**Problem to work on**
In the project description below, list every labeled field that follows the project title, giving each label with the value stated for it.

**Source passage**
* begin *

Project Details
A Scalable, Massively-Parallel Runtime System with Predictable Performance
Applicant
Professor Dr. Odej Kao
Subject Area
Security and Dependability, Operating-, Communication- and Distributed Systems
Term
from 2013 to 2017
Project identifier
Deutsche Forschungsgemeinschaft (DFG) - Project number 132320961
The goal of project B within the Stratosphere II Research Unit is to research and develop the runtime system “Aura” to execute multiple, concurrent data analysis programs in a massively parallel fashion on a distributed cloud or cluster infrastructure. Project B is divided into two primary research areas RA-B.1 and RA-B.2 that enhance the runtime environment with capabilities to handle evolving datasets and to represent and manage the resulting distributed state with the goal of supporting novel iterative data analysis algorithms in a massively parallel, fault-tolerant way. We plan to establish a novel execution model, the so-called Supremo Execution Plan (SEP), which models the framework’s workload in the form in which it is executed. A SEP is a restricted cyclic graph that combines evolving datasets in the form of physical views, with semantically rich operators. Physical views can represent traditional data sources and sinks but will also be able to hold the state in iterative data analysis, as well as the state occurring in stateful operators on infinite data, e.g. windowed operators. In contrast to the UDF black-boxes of Stratosphere I’s Nephele, the added knowledge about operator characteristics in combination with workload-aware (re-)scheduling policies allows the runtime core’s scheduler to provide predictable runtime behavior of individual deployed data analysis programs. In particular, this project aims at answering following questions:1. How must a runtime system be architected to optimize for the execution of iterative data analysis programs on various hardware architectures, exploiting the advantages of a virtualized hardware?2. How can we efficiently maintain state and provide fault-tolerant execution of programs with iterations on large-compute clusters?3. How can we adapt to the characteristics of virtualization methods to achieve predictable performance in terms of low-latency bounds and resource guarantees? How do we provide up- and down-scaling based on computational needs or on ingestion rates, assuming on-demand elasticity of Cloud systems?4. How can large, complex models be shared and distributed between workloads of concurrent queries?

* end *

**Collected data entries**

* begin *

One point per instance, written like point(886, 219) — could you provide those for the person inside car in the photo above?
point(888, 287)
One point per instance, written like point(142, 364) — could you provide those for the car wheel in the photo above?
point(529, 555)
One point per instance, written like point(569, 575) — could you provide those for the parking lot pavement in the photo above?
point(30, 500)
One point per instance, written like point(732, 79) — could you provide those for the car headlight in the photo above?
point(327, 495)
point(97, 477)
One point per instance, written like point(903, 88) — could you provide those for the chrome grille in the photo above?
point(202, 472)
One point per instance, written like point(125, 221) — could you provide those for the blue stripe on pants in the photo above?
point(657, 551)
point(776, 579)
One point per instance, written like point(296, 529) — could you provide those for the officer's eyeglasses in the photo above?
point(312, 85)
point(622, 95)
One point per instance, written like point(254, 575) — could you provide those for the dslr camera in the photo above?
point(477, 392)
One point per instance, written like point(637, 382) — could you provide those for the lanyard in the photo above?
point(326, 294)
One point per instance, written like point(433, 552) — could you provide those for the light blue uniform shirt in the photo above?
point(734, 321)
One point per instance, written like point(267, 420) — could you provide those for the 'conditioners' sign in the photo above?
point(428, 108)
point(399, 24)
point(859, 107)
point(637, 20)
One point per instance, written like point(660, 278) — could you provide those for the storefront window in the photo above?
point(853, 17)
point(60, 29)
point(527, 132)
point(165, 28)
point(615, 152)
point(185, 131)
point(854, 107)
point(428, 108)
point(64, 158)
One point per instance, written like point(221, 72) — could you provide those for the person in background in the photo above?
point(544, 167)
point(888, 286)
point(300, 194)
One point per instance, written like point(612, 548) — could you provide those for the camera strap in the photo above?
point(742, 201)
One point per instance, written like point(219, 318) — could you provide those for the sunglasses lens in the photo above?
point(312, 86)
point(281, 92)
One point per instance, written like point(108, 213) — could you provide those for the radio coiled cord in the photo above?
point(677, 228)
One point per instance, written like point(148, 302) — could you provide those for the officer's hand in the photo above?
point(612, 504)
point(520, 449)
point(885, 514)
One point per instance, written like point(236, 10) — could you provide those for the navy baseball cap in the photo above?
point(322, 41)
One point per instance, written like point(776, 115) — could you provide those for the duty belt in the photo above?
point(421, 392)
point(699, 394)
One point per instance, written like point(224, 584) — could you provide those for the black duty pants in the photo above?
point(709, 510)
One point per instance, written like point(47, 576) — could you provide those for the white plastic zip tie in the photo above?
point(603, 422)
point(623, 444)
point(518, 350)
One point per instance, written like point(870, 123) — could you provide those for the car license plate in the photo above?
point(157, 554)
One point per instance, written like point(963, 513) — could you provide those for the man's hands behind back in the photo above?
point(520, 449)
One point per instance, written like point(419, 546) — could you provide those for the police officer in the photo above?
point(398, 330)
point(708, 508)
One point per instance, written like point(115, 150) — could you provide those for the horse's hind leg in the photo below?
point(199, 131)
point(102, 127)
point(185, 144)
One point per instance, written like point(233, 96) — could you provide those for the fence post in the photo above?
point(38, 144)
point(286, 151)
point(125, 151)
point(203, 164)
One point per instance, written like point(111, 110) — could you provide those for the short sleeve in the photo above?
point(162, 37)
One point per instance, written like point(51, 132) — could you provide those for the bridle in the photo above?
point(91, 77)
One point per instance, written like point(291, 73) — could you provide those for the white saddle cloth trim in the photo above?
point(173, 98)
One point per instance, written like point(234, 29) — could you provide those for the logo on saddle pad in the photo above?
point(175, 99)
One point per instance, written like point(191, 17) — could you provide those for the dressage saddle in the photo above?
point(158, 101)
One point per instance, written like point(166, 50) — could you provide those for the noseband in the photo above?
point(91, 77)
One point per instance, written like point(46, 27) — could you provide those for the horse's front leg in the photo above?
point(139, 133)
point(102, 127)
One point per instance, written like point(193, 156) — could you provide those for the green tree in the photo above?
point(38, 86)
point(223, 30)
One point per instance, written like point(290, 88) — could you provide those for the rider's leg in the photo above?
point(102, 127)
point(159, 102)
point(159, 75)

* end *

**Exercise solution**
- Applicant: Professor Dr. Odej Kao
- Subject Area: Security and Dependability, Operating-, Communication- and Distributed Systems
- Term: from 2013 to 2017
- Project identifier: Deutsche Forschungsgemeinschaft (DFG) - Project number 132320961